Excerpt provided
I apologize for not having more pictures; Aix was the last place we visited, and we were so tired we spaced out on taking pictures. Nonetheless, I had to include it in my top things to do!

Here are some things I recommend doing:
  • Take an afternoon to leisurely stroll through the city center. Stop and admire the fountains, have a coffee, sit with the sun on your face - enjoy just being. Ahhhh, it's so peaceful!
  • Definitely walk down the Cours Mirabeau, Aix's main street.
  • If you have time, hike up Mount St. Victoire. This was the painting featured in many of Cezanne's paintings! Speaking of Cezanne:
  • Tour the Atelier Cezanne - Aix was his home town!
  • Go to the Saturday market. Every Saturday Aix has a wonderful market with crafts, food, produce, soaps, flowers, and more!


Saturday market

  • Visit the Aix Cathedral, or the Cathédrale Saint-Sauveur d'Aix. The organ inside is breathtaking! We were lucky enough to tour the cathedral when the organist was practicing:

Organ inside Aix Cathedral


9. Tour historical Roman sites

Pont du Gard, Roman bridge and aqueduct

Did you know that the name "Provence" comes from the Latin "provincia," which means "province"? The Provençal region was the first Roman province beyond the Alps, so the Romans called it "Provincia Romana." They built infrastructure and established large towns, such as Arles and Nimes. Many of the Roman monuments are still standing today. If you like Roman history, visiting some of these sites is a must.

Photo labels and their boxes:
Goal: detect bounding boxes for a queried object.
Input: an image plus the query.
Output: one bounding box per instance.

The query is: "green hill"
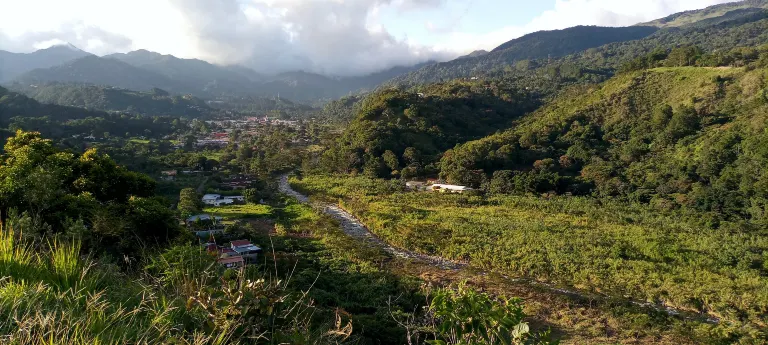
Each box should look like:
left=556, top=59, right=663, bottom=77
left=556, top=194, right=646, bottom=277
left=387, top=0, right=768, bottom=86
left=323, top=81, right=539, bottom=176
left=11, top=83, right=214, bottom=117
left=640, top=0, right=768, bottom=28
left=441, top=60, right=768, bottom=218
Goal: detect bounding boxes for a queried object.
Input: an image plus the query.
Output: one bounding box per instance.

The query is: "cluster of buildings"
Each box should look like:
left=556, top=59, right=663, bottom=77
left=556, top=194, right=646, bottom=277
left=202, top=194, right=245, bottom=207
left=205, top=240, right=262, bottom=268
left=405, top=180, right=474, bottom=194
left=221, top=175, right=254, bottom=190
left=195, top=132, right=229, bottom=147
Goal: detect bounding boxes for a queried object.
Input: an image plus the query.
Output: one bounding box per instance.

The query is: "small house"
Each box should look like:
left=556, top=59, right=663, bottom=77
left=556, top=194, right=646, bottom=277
left=203, top=194, right=221, bottom=205
left=160, top=170, right=177, bottom=181
left=217, top=256, right=245, bottom=269
left=430, top=184, right=472, bottom=194
left=213, top=198, right=235, bottom=207
left=230, top=240, right=261, bottom=262
left=405, top=181, right=427, bottom=190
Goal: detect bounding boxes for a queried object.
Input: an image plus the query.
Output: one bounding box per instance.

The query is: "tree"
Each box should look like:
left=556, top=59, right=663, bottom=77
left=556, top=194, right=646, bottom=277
left=382, top=150, right=400, bottom=174
left=178, top=188, right=203, bottom=218
left=414, top=285, right=549, bottom=345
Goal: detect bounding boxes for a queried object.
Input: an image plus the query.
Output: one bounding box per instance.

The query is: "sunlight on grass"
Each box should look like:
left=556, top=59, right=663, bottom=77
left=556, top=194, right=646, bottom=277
left=203, top=204, right=272, bottom=219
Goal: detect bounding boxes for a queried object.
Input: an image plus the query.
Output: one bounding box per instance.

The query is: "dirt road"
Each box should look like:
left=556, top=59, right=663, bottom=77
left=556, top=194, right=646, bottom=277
left=278, top=175, right=720, bottom=323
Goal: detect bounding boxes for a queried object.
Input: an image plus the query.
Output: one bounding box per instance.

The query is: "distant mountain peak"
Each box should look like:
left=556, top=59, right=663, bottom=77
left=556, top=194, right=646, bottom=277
left=456, top=49, right=488, bottom=60
left=42, top=42, right=83, bottom=52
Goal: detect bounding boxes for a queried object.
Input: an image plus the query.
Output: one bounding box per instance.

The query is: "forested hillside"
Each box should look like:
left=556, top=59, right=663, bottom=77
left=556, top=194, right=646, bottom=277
left=388, top=0, right=768, bottom=86
left=321, top=81, right=539, bottom=176
left=11, top=83, right=215, bottom=117
left=441, top=51, right=768, bottom=222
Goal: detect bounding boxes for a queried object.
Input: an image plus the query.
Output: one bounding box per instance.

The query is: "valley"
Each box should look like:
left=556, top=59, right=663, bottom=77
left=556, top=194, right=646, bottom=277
left=0, top=0, right=768, bottom=345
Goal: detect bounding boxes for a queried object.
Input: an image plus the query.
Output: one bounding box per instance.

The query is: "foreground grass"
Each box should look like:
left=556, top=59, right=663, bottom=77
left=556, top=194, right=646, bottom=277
left=292, top=176, right=768, bottom=342
left=0, top=223, right=348, bottom=345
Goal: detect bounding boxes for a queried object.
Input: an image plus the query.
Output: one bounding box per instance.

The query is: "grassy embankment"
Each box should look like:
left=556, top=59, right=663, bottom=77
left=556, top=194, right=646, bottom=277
left=291, top=176, right=768, bottom=342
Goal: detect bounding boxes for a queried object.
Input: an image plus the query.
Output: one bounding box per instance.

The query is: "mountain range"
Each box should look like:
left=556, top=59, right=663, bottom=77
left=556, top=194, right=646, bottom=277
left=0, top=0, right=768, bottom=104
left=0, top=45, right=432, bottom=103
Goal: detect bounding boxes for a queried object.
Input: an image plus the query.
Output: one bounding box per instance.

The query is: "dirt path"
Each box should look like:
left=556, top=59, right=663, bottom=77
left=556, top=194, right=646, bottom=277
left=278, top=175, right=720, bottom=324
left=278, top=175, right=466, bottom=270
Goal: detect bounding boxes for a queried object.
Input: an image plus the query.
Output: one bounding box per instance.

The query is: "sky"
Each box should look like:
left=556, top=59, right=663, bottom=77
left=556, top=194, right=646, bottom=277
left=0, top=0, right=730, bottom=76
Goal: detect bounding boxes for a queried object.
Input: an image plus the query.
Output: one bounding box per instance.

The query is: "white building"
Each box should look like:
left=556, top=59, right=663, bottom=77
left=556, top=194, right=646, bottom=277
left=213, top=198, right=235, bottom=207
left=429, top=184, right=473, bottom=193
left=230, top=240, right=261, bottom=262
left=203, top=194, right=221, bottom=205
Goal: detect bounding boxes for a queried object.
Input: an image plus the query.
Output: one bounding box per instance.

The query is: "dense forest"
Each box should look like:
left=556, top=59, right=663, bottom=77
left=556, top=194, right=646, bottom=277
left=320, top=81, right=538, bottom=176
left=0, top=0, right=768, bottom=345
left=388, top=0, right=768, bottom=87
left=10, top=83, right=215, bottom=117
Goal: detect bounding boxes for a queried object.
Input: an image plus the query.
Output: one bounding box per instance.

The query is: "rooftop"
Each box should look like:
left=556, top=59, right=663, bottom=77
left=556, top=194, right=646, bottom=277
left=232, top=240, right=251, bottom=247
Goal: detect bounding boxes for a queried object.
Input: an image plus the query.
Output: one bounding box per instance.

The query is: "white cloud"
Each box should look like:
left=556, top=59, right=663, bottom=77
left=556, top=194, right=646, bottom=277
left=435, top=0, right=733, bottom=53
left=0, top=0, right=744, bottom=75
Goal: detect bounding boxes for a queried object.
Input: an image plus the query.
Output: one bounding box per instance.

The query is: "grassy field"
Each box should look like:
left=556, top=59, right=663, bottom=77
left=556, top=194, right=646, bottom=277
left=203, top=204, right=273, bottom=219
left=291, top=176, right=768, bottom=340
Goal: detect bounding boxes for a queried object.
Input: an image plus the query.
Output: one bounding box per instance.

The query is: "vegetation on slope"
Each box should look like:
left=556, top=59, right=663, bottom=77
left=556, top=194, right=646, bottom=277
left=388, top=0, right=768, bottom=86
left=441, top=62, right=768, bottom=223
left=12, top=83, right=214, bottom=117
left=320, top=81, right=538, bottom=176
left=291, top=175, right=768, bottom=344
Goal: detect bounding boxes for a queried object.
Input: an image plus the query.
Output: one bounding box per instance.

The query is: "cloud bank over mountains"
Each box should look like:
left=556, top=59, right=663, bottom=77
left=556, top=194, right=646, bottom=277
left=0, top=0, right=728, bottom=76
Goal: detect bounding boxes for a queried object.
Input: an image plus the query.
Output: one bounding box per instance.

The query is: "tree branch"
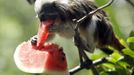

What to work on
(a) In the Aix excerpt, what does the Latin word "provincia" mean?
(b) Copy the listing, starting at its first line and stopping after the line that contains "left=405, top=181, right=427, bottom=190". Leave out the pictures.

Task-by-task answers
(a) It means "province."

(b)
Goal: detect bounding boxes for a queried object.
Input: an image plus the query.
Output: one bounding box per instance.

The query is: "green hill"
Each box should look like:
left=556, top=59, right=663, bottom=77
left=556, top=194, right=646, bottom=277
left=387, top=0, right=768, bottom=86
left=323, top=81, right=539, bottom=176
left=11, top=83, right=214, bottom=117
left=640, top=0, right=768, bottom=28
left=441, top=60, right=768, bottom=218
Goal: detect bounding boxes for a queried object.
Input: an image plus the query.
Output: one bounding box per instance.

The query is: "cluster of buildings"
Each box should look like:
left=556, top=59, right=663, bottom=77
left=556, top=194, right=646, bottom=277
left=202, top=194, right=245, bottom=207
left=205, top=240, right=262, bottom=268
left=405, top=180, right=474, bottom=194
left=221, top=175, right=254, bottom=190
left=195, top=132, right=229, bottom=147
Goal: detect bounding boxes for a queried object.
Input: an image plus the query.
Output: one bounding box per instance.

The query is: "small house"
Each box should look like:
left=556, top=59, right=663, bottom=77
left=556, top=194, right=646, bottom=277
left=203, top=194, right=221, bottom=205
left=160, top=170, right=177, bottom=181
left=217, top=256, right=245, bottom=269
left=430, top=184, right=472, bottom=194
left=213, top=198, right=235, bottom=207
left=230, top=240, right=261, bottom=262
left=405, top=181, right=427, bottom=190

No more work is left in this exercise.